## Página:
O momento de viragem ocorreu em Junho de 2010 quando o Tribunal Constitucional declarou inconstitucional o Estatuto de Autonomia aprovado pelo "Parlament" de Barcelona no final de Setembro de 2005 com o voto contra dos deputados do Partido Popular.

 

O texto rejeitado pelo Tribunal Constitucional era, contudo, um compromisso negociado entre Artur Mas, líder da conservadora  "Convergència I Unió", pela "Generalitat", e o chefe do governo socialista de Madrid José Luis Zapatero.

 

Nessa versão, votada nas Cortes na Primavera de 2006, o "Preâmbulo" fora expurgado da referência a Espanha como "estado plurinacional" e da afirmação peremptória da Catalunha como "uma nação".

 

O texto mitigado e inconclusivo afirmava que o parlamento de Barcelona definira "de forma amplamente maioritária a Catalunha como nação. A Constituição espanhola, no seu artigo segundo, reconhece a realidade nacional da Catalunha como nacionalidade".

## Entradas:
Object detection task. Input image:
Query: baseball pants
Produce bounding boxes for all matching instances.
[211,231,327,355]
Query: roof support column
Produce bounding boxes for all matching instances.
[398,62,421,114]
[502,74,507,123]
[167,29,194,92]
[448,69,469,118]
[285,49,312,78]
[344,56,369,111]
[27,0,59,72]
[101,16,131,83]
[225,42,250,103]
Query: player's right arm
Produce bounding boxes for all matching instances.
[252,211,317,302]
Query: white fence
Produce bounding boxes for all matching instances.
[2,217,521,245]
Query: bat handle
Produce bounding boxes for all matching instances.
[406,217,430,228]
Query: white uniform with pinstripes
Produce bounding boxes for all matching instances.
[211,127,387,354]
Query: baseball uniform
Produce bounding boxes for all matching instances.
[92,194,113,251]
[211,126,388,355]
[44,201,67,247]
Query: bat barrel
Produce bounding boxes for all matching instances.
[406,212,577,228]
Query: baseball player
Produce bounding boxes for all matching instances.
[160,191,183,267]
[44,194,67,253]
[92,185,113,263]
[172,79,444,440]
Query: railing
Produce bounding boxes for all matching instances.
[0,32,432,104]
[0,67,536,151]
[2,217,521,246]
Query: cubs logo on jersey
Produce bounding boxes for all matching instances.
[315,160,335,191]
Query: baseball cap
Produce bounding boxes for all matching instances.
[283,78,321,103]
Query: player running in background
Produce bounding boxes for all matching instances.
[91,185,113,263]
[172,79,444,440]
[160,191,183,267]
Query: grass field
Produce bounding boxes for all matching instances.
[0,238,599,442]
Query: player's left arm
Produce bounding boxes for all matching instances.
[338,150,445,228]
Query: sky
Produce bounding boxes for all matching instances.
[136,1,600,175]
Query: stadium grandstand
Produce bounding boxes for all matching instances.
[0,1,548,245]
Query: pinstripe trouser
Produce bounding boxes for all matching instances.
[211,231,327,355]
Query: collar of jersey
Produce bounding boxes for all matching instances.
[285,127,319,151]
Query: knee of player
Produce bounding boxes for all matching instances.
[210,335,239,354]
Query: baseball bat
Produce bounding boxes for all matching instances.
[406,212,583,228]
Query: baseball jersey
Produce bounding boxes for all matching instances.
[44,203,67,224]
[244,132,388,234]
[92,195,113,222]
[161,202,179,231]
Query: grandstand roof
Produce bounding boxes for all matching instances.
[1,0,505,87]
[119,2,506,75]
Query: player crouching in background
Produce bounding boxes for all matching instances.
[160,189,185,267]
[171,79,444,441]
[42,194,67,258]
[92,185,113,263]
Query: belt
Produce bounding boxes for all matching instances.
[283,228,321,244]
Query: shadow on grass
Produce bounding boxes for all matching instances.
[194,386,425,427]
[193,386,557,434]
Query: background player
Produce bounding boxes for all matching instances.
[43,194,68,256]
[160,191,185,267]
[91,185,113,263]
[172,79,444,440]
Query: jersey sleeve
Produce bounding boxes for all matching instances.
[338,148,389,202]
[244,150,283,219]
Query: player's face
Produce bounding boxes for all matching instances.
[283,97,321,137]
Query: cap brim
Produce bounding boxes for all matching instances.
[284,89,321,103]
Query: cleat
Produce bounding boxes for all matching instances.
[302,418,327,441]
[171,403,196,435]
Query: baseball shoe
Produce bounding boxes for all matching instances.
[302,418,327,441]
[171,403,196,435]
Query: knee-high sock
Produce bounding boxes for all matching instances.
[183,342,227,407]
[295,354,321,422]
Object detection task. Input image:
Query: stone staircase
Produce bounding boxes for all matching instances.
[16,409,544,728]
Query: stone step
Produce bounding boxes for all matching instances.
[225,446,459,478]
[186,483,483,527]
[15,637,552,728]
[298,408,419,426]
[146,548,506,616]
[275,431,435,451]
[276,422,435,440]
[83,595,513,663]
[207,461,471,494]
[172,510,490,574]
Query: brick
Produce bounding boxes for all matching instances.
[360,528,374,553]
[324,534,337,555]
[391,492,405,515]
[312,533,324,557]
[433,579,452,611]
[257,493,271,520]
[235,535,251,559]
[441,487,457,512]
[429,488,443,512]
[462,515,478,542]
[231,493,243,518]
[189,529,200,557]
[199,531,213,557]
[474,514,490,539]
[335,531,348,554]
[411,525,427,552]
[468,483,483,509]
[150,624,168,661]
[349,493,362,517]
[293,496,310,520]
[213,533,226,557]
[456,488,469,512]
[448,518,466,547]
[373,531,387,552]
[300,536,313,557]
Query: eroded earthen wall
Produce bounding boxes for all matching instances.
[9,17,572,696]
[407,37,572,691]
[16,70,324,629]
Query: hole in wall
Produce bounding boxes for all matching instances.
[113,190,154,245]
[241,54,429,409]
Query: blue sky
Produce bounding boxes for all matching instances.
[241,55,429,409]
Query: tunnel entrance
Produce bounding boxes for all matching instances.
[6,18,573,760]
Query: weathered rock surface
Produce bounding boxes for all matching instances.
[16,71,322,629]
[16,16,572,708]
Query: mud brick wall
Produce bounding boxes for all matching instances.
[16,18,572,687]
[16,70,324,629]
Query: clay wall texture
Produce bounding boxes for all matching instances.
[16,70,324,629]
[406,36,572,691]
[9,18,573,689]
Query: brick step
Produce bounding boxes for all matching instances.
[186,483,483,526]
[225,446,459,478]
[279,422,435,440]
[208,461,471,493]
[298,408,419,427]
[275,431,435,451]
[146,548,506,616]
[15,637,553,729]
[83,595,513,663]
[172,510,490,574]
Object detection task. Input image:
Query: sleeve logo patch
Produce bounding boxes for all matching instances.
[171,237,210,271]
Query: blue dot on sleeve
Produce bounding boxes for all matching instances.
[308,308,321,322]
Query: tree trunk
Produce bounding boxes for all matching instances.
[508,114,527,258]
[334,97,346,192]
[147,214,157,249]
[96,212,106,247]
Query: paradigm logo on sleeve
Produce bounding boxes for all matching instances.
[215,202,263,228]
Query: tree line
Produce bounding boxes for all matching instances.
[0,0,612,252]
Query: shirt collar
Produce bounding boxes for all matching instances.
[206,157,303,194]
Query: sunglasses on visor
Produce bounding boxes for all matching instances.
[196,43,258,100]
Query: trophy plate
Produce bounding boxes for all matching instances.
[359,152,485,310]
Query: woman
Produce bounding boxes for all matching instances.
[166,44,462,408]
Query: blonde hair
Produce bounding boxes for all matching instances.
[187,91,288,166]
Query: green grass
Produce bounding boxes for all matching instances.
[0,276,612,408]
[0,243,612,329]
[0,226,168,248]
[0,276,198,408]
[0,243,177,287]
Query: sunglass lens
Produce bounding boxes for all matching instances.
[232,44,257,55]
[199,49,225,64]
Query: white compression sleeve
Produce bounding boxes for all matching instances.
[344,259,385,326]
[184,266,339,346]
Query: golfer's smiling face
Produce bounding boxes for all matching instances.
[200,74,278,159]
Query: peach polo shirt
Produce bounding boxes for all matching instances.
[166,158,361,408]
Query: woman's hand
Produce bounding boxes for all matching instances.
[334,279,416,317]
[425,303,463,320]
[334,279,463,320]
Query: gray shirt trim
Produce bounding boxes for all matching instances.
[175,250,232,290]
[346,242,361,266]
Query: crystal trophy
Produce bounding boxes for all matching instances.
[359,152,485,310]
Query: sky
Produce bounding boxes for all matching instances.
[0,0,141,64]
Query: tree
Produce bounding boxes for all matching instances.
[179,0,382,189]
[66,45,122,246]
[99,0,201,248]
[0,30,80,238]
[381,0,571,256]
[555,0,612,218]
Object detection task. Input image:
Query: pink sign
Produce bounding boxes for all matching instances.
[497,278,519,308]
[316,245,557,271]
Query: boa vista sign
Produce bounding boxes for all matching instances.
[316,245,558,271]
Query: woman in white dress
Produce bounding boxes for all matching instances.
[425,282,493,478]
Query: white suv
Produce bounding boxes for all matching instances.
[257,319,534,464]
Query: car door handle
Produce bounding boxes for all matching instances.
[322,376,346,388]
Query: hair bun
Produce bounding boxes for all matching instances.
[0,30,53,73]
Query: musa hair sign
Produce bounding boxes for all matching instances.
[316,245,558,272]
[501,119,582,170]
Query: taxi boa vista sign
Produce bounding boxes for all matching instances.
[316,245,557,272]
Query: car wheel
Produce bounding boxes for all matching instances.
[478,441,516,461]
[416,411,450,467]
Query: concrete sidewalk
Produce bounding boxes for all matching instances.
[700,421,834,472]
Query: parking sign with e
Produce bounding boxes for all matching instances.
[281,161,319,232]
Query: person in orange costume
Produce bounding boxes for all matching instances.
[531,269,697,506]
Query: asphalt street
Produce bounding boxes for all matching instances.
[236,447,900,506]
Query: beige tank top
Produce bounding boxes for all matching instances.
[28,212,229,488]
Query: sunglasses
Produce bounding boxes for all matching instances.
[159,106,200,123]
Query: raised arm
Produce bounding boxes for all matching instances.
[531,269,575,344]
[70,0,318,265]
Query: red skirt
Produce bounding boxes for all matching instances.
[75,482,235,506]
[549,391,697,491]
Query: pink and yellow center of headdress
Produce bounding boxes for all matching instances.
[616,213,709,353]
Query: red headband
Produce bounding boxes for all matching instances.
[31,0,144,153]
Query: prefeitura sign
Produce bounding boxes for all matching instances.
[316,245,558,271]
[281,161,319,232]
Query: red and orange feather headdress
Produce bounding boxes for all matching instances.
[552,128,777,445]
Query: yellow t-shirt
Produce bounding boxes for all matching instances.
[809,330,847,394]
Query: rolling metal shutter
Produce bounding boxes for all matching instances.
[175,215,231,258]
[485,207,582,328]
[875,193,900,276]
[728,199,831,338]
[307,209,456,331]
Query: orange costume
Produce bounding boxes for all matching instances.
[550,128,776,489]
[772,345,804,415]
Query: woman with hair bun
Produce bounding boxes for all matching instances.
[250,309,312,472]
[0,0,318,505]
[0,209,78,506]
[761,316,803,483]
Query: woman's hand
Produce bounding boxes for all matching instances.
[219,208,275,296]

## Enunciado da tarefa:
Duplique, sem alterações, o trecho do texto sobre o Estatuto de Autonomia da Catalunha que vai desde "O momento de" até "do Partido Popular.", inclusive. O material não tem qualquer relação com o texto sobre o Estatuto de Autonomia da Catalunha.

## Resposta ao exercício:
O momento de viragem ocorreu em Junho de 2010 quando o Tribunal Constitucional declarou inconstitucional o Estatuto de Autonomia aprovado pelo "Parlament" de Barcelona no final de Setembro de 2005 com o voto contra dos deputados do Partido Popular.